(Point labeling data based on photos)
┌──

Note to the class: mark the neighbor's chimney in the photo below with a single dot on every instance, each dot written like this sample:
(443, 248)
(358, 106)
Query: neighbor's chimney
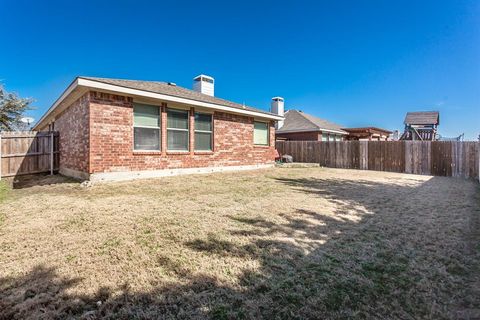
(204, 84)
(277, 107)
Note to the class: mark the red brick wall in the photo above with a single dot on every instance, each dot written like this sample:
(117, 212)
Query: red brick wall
(72, 124)
(111, 140)
(301, 136)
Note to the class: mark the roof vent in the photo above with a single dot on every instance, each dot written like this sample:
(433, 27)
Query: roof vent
(204, 84)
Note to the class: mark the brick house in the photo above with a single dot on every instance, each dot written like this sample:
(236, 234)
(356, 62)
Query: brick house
(113, 129)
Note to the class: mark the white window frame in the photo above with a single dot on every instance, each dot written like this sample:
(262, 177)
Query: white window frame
(268, 134)
(159, 127)
(204, 131)
(176, 129)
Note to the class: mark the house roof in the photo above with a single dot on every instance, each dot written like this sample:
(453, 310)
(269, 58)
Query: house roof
(367, 130)
(422, 117)
(297, 121)
(163, 91)
(171, 89)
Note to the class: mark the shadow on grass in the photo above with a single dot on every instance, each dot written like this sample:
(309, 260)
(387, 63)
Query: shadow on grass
(39, 179)
(400, 258)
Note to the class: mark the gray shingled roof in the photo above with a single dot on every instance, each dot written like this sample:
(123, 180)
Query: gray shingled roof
(298, 121)
(173, 90)
(422, 117)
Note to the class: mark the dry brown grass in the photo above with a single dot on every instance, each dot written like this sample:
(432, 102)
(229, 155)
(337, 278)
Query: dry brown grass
(279, 243)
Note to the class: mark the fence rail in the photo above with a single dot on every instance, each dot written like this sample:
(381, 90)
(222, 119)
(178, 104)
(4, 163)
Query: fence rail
(439, 158)
(27, 152)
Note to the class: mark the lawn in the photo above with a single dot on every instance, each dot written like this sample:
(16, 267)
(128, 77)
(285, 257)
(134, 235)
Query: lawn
(297, 243)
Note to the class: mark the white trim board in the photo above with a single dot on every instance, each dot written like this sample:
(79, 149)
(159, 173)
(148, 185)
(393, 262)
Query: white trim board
(310, 130)
(97, 85)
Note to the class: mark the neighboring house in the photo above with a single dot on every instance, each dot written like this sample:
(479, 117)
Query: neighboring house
(368, 134)
(421, 126)
(113, 129)
(298, 125)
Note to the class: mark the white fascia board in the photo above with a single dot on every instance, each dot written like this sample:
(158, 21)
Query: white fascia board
(91, 84)
(57, 102)
(135, 92)
(310, 130)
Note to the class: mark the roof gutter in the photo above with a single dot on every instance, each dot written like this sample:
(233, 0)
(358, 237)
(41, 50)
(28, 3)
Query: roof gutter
(91, 84)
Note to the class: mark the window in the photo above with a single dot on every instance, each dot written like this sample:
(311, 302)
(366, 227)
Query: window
(146, 127)
(260, 133)
(203, 132)
(177, 130)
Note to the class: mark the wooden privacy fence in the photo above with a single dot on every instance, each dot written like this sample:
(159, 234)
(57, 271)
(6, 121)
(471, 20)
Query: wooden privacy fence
(439, 158)
(27, 152)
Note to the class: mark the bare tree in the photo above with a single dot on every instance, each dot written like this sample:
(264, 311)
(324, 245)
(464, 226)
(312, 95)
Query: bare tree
(12, 108)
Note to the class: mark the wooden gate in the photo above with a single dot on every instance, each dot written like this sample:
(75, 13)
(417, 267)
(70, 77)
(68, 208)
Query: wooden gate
(27, 152)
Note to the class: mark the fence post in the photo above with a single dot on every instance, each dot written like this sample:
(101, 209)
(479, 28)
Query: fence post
(0, 156)
(51, 153)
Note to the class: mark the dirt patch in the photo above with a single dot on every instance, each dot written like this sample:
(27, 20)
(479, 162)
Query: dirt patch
(280, 243)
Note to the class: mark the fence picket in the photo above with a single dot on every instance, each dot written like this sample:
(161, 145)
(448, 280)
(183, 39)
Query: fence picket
(444, 158)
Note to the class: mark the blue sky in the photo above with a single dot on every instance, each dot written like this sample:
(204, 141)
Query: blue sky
(357, 63)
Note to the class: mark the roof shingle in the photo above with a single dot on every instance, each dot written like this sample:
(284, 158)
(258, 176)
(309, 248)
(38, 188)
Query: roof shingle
(173, 90)
(298, 121)
(422, 117)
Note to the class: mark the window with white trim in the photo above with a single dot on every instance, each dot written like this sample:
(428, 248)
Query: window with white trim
(177, 130)
(146, 127)
(260, 133)
(203, 132)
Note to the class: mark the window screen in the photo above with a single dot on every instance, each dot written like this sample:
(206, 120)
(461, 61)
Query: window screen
(203, 132)
(146, 127)
(177, 130)
(260, 133)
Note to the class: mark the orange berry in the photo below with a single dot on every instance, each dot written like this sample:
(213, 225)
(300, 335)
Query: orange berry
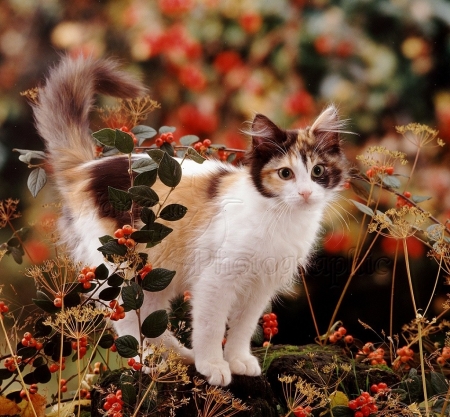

└──

▶ **Exercise prompt**:
Please pull out every line in the records above that contains the word "berry" and copy each one. Treat uppercase and lowercase as different.

▶ **Answer**:
Note to the class: mark the orange berry in the photo below with a single dot on every instance, each dot written like this sample:
Query: orange berry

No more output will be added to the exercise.